> Exercise prompt
Please transcribe the stretch of the Pool Corporation text from "The company's business" through "the lockdowns ended.", keeping every word and mark unchanged.

> Text provided
= = = = = = =

Pool Corporation
- Trade name: POOLCORP
- Type: Public
- Traded as: Nasdaq: POOL; S&P 600 component;
- Industry: Swimming pools
- Founded: 1980; 46 years ago in Metairie, Louisiana, U.S.
- Founder: Frank St. Romain
- Headquarters: Covington, Louisiana, U.S.,
- Key people: Peter D. Arvan, President and CEO John E. Stokely, Chairman Melanie M. Housey Hart, CFO
- Revenue: US$5.541 billion (2023);
- Operating income: US$746 million (2023);
- Net income: US$523 million (2023);
- Total assets: US$3.428 billion (2023);
- Total equity: US$1.312 billion (2023);
- Owner: Berkshire Hathaway (1%)
- Number of employees: Approximately 6,000 (2023)
- Website: www.poolcorp.com

= Pool Corporation =

American consumer products company

Pool Corporation, doing business as POOLCORP, is the largest distributor of supplies, equipment, and machinery for swimming pools worldwide. The company is organized in Delaware and headquartered in Covington, Louisiana. It serves approximately 125,000 customers and operates 439 sales centers in North America, Europe and Australia. The company receives over half of its revenue from the California, Texas, Florida, and Arizona markets and has benefited from population shifts to warmer climates. In 2023, the company received 62% of its revenue from maintenance and minor repair products, 24% of its revenue from products used in pool renovations, and 14% of its revenue from products used in pool construction.

==History==
Pool Corporation was founded in 1980 as South Central Pool Supply by Frank J. St. Romain.

In 1993, the company was purchased by Code Hennessey's & Simmons. In 1995, the company was renamed SCP Pool Corporation and became a public company via an initial public offering. The company was renamed Pool Corporation on May 16, 2006.

In 1999, the company acquired Benson Pump Company, Pratts Plastics Limited, certain assets of Garden Leisure Products, and Jean Albouy, S.A. for a total of $25.5 million.

The company's business improved significantly during the COVID-19 lockdowns due to an increase in pool construction. However, sales slowed when the lockdowns ended.

In 2021, the company acquired Porpoise Pool & Patio, the largest franchisor of pool and outdoor living stores in the U.S.

On October 28, 2025, POOLCORP rang the Opening Bell at Nasdaq MarketSite in Times Square, celebrating its 30th anniversary as a publicly traded company.

On May 4, 2026, POOLCORP announced that John B. Watwood had been appointed President and Chief Executive Officer, succeeding Peter D. Arvan. John E. Stokely was simultaneously named Executive Chair of the Board.

==Controversies==
In 2011, the company was accused by the Federal Trade Commission of antitrust practices by pressuring its suppliers to not conduct business with its competitors. In January 2012, the company settled with a consent order which prohibited the company from continuing the practice.

= = = = = = =

> Data
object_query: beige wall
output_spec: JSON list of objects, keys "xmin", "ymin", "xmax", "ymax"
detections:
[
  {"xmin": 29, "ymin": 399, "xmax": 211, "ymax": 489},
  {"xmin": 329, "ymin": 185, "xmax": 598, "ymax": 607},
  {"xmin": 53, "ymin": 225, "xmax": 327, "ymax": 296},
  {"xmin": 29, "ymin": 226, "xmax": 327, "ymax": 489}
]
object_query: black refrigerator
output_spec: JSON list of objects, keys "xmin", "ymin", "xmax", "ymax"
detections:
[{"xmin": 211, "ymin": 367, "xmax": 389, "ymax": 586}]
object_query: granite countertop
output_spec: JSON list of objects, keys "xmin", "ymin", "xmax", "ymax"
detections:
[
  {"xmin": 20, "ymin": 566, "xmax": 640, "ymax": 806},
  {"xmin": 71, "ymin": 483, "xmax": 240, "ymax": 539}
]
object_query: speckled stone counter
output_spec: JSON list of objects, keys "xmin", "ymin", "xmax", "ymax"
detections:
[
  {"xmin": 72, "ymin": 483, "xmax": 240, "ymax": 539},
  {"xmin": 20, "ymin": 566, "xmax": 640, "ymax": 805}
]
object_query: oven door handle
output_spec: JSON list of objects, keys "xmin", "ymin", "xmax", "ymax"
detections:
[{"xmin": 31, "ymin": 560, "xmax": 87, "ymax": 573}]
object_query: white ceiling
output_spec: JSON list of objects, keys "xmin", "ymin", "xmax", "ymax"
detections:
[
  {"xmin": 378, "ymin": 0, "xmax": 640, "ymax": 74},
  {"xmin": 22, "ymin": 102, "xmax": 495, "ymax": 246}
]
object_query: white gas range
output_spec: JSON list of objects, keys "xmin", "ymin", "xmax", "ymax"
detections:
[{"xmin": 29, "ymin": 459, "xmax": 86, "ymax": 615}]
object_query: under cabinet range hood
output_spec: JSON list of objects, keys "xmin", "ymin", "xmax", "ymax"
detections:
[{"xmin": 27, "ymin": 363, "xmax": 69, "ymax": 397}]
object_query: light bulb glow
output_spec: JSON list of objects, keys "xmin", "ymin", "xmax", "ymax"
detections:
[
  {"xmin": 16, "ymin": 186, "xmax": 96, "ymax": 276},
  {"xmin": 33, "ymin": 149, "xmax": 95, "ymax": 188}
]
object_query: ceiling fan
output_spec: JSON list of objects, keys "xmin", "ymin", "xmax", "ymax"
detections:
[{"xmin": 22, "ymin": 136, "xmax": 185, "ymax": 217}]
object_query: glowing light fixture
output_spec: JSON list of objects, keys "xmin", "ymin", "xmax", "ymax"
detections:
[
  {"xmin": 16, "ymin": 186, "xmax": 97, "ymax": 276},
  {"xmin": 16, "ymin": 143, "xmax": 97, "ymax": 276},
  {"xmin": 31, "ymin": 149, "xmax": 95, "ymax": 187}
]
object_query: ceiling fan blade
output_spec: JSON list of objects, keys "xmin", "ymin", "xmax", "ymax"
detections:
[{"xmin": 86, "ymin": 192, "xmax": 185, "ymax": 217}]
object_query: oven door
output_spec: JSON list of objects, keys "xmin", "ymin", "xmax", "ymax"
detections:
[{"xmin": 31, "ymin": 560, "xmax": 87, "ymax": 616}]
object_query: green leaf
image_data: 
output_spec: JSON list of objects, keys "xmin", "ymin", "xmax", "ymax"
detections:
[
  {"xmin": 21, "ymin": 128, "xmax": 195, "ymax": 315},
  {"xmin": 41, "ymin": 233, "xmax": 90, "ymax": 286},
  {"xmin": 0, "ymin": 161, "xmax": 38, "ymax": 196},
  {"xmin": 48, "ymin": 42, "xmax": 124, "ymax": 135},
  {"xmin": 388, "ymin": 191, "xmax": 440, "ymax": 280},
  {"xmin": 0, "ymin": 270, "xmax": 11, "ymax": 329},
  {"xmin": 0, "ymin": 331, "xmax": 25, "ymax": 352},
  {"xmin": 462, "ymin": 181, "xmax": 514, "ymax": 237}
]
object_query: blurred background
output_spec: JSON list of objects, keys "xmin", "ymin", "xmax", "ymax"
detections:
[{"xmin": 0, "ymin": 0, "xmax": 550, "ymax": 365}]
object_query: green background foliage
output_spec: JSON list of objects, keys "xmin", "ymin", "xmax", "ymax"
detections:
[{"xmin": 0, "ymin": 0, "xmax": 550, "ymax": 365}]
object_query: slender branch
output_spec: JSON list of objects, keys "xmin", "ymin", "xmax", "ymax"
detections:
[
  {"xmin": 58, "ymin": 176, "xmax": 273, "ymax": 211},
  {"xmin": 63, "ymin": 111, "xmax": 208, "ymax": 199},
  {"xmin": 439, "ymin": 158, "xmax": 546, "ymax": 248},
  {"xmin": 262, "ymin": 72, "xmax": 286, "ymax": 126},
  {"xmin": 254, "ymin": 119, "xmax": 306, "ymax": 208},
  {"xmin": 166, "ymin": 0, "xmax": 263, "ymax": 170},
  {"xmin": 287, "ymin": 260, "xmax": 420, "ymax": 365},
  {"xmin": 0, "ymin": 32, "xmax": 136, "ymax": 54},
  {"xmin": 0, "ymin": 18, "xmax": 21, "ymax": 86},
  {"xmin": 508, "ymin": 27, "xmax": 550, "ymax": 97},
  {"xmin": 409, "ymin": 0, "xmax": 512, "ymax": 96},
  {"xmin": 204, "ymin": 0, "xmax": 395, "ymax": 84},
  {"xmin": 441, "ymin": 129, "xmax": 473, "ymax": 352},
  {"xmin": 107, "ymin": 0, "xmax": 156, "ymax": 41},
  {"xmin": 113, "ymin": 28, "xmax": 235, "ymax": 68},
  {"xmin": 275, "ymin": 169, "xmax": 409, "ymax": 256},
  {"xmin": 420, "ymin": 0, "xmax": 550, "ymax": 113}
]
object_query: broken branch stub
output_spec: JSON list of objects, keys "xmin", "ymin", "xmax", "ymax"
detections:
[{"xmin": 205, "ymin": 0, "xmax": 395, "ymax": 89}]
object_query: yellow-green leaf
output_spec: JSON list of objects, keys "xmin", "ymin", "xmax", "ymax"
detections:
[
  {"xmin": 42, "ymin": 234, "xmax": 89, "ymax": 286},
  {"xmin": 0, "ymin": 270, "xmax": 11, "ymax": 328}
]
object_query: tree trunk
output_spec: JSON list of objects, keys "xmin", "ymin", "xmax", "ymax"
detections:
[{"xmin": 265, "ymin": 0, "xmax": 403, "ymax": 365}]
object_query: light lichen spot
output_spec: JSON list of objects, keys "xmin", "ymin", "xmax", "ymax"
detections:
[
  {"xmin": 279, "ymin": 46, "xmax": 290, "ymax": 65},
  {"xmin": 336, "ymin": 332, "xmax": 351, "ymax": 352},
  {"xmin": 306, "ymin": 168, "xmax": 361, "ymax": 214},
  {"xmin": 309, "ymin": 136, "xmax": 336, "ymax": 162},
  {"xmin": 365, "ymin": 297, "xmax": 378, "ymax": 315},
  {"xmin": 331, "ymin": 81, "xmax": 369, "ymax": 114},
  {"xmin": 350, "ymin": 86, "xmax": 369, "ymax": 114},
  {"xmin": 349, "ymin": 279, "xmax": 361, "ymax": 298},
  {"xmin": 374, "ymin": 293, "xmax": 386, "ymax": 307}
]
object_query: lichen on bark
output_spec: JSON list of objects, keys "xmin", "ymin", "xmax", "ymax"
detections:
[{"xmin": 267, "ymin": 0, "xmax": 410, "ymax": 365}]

= = = = = = =

> Result of this exercise
The company's business improved significantly during the COVID-19 lockdowns due to an increase in pool construction. However, sales slowed when the lockdowns ended.